**DATA IN THIS EXERCISE:**
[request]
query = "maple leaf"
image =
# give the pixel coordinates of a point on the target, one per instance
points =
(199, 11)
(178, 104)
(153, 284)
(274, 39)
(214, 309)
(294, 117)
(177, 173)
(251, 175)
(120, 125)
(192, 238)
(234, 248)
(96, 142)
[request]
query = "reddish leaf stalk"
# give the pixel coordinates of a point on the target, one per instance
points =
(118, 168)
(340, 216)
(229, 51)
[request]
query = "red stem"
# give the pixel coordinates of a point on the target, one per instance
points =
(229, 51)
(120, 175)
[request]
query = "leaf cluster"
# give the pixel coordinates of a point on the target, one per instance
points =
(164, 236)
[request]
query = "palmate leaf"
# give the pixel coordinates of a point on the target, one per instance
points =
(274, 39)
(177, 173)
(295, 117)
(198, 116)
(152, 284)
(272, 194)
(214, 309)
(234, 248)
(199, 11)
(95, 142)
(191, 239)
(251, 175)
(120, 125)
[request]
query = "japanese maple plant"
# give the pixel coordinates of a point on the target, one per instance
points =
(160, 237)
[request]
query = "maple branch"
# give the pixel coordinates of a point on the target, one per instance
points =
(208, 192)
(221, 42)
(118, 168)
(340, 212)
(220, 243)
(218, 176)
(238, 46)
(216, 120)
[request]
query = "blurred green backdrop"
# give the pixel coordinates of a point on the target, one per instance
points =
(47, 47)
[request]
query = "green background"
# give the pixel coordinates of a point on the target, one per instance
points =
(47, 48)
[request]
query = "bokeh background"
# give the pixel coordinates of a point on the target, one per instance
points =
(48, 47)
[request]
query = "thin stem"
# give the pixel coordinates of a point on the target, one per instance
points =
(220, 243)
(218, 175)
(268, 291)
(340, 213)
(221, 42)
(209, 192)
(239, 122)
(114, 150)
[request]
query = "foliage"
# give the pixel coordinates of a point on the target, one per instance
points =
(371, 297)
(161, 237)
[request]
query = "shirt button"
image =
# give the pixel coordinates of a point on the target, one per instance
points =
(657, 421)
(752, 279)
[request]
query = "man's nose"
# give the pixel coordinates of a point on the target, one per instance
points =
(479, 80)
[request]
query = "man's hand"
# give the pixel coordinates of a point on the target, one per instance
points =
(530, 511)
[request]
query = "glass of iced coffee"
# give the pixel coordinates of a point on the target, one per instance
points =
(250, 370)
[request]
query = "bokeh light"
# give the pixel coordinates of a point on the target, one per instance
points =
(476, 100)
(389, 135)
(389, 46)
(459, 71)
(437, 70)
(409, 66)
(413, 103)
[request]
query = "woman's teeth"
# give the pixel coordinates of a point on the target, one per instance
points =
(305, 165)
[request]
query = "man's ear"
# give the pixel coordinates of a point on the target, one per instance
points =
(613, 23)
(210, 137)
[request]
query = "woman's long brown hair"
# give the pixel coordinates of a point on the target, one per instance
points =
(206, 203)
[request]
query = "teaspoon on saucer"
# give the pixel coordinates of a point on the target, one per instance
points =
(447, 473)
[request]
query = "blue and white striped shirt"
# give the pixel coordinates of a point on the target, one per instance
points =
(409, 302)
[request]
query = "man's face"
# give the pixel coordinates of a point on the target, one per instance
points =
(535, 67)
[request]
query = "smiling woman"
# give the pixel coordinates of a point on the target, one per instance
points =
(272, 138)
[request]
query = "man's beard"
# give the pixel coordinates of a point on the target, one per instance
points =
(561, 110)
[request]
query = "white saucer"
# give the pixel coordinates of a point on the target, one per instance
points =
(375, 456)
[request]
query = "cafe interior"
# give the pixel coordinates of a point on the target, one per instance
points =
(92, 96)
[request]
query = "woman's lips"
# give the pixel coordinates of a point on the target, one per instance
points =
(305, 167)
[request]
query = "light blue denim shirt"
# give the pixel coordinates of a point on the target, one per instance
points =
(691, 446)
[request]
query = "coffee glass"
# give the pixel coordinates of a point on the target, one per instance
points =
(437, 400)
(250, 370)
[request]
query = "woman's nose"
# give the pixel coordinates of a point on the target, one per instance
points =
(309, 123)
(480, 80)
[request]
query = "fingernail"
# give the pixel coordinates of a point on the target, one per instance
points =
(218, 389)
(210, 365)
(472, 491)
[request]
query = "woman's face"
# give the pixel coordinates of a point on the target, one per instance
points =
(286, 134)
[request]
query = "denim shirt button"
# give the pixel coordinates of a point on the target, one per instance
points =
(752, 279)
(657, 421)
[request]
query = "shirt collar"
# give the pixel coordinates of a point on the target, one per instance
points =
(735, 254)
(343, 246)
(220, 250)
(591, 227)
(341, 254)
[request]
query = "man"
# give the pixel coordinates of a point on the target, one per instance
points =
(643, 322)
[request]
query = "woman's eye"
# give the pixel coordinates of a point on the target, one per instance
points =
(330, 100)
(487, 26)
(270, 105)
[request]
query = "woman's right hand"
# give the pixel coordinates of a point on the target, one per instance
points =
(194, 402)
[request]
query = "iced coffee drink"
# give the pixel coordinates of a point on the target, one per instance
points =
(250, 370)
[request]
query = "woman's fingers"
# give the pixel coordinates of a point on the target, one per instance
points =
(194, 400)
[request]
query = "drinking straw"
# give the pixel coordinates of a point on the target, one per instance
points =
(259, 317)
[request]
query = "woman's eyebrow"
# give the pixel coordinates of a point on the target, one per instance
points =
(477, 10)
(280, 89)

**ACTIVITY:** Retype the material in full, character for character.

**TASK RESPONSE:**
[request]
query = "maple leaf"
image =
# give the pixel coordinates of a point on the target, one per instance
points =
(199, 11)
(178, 104)
(153, 284)
(274, 39)
(214, 309)
(294, 117)
(177, 173)
(251, 175)
(120, 125)
(192, 238)
(234, 248)
(96, 142)
[request]
query = "reddish leaf stalk"
# give the pixel coordinates of a point on the target, one per instance
points =
(118, 168)
(340, 216)
(229, 51)
[request]
query = "red stem"
# give the pixel coordinates of a point on the target, one per instance
points =
(229, 51)
(120, 175)
[request]
query = "leaf cluster"
# give the pixel coordinates of a point on the target, one per instance
points =
(164, 236)
[request]
query = "palmate leaf"
# give the pixel coordinates of a point on the target, one per instance
points =
(274, 39)
(177, 173)
(295, 117)
(198, 116)
(152, 284)
(272, 194)
(214, 309)
(234, 248)
(199, 11)
(95, 142)
(191, 239)
(251, 175)
(120, 125)
[request]
query = "japanese maple plant"
# give the pixel coordinates of a point on the target, one per instance
points =
(160, 237)
[request]
query = "maple branch"
# give the pixel coordinates of a point on the target, one per instance
points =
(208, 192)
(221, 42)
(118, 168)
(340, 212)
(220, 243)
(218, 176)
(238, 46)
(216, 120)
[request]
query = "blurred green backdrop"
# give the pixel coordinates of a point on the target, one per instance
points =
(47, 47)
[request]
query = "green background"
# give the pixel coordinates of a point on the target, one per instance
points =
(47, 48)
[request]
query = "bokeh background"
# give the pixel coordinates of a point on the target, one per instance
points =
(48, 47)
[request]
query = "thin stem"
# give the pixel coordinates of a point on the target, one per instance
points =
(220, 243)
(218, 175)
(268, 291)
(340, 213)
(221, 42)
(209, 192)
(239, 122)
(114, 150)
[request]
query = "foliage"
# give the pixel coordinates of a point on the target, one per instance
points =
(371, 297)
(161, 237)
[request]
query = "shirt button"
image =
# give the pixel coordinates of a point on the target, one per instance
points =
(657, 421)
(752, 279)
[request]
query = "man's nose"
# give the pixel coordinates of a point on the target, one per instance
points =
(479, 80)
[request]
query = "man's hand"
# give the pixel coordinates of a point on the target, one per instance
points =
(530, 511)
[request]
query = "glass of iced coffee"
# give the pixel coordinates of a point on the target, one per instance
points =
(250, 370)
[request]
query = "bokeh light"
# give the pixel coordinates of a point on the target, one per instance
points =
(476, 100)
(389, 135)
(389, 46)
(459, 71)
(437, 70)
(409, 66)
(413, 103)
[request]
query = "woman's teeth"
# give the pixel coordinates of a point on the target, one per instance
points =
(305, 165)
[request]
query = "man's ear"
# give the pixel coordinates of a point on the target, one per instance
points =
(613, 23)
(210, 137)
[request]
query = "woman's long brown hair"
# give the pixel coordinates of a point on the target, one per instance
points =
(206, 203)
[request]
query = "teaspoon on saucer"
# give the pixel coordinates of a point on the target, one per instance
points =
(447, 473)
[request]
query = "blue and white striped shirt"
# give the pixel coordinates of a point on the target, one per instance
points =
(409, 302)
[request]
query = "man's face"
# give the pixel coordinates of a point on the target, one per instance
points =
(535, 67)
[request]
query = "smiling woman"
# give the pixel coordinates of a point on the target, one per instance
points =
(272, 138)
[request]
query = "man's beard"
# give the pixel coordinates of a point on the target, one per instance
points =
(561, 110)
[request]
query = "white saucer"
# give the pixel coordinates of a point on the target, one per instance
points =
(375, 456)
[request]
query = "cafe interior"
# give the pixel coordinates of a point on the target, one per instance
points =
(92, 96)
[request]
query = "woman's lips"
# give the pixel coordinates of a point on the target, one per instance
points =
(305, 167)
[request]
query = "light blue denim shirt"
# give the pixel coordinates of a point on the target, one per instance
points =
(691, 446)
[request]
query = "coffee glass"
# give the pixel coordinates of a point on the target, one per instance
points =
(437, 400)
(250, 370)
[request]
query = "woman's nose"
# give the pixel coordinates of a point on the target, one per instance
points =
(309, 123)
(480, 80)
[request]
query = "fingernail"
# give the pixel coordinates of a point on the target, one per instance
points =
(218, 389)
(210, 365)
(472, 491)
[request]
query = "woman's face"
# give the pixel coordinates of a point on the target, one per instance
points =
(286, 134)
[request]
query = "denim shirt button"
# give the pixel coordinates of a point on the target, one per instance
points =
(752, 279)
(657, 421)
[request]
query = "shirt collar"
# give the pixel coordinates of a point on the target, one per instance
points =
(735, 254)
(343, 246)
(220, 250)
(591, 227)
(341, 254)
[request]
query = "man"
# give the pixel coordinates of a point on the target, one per instance
points =
(643, 322)
[request]
query = "woman's eye"
# give the pixel coordinates of a point on the target, one per instance
points =
(330, 100)
(487, 26)
(270, 105)
[request]
query = "woman's right hand"
# give the pixel coordinates of a point on the target, one per instance
points =
(194, 402)
[request]
query = "iced coffee drink"
# give the pixel coordinates of a point on the target, one per instance
points =
(250, 370)
[request]
query = "woman's fingers"
# give the pixel coordinates of a point on the target, one per instance
points =
(194, 400)
[request]
query = "drinking straw"
# give the pixel coordinates of a point on the target, one per instance
points =
(259, 317)
[request]
query = "woman's eyebrow"
# give the pixel coordinates of a point on the target, one per instance
points =
(477, 10)
(280, 89)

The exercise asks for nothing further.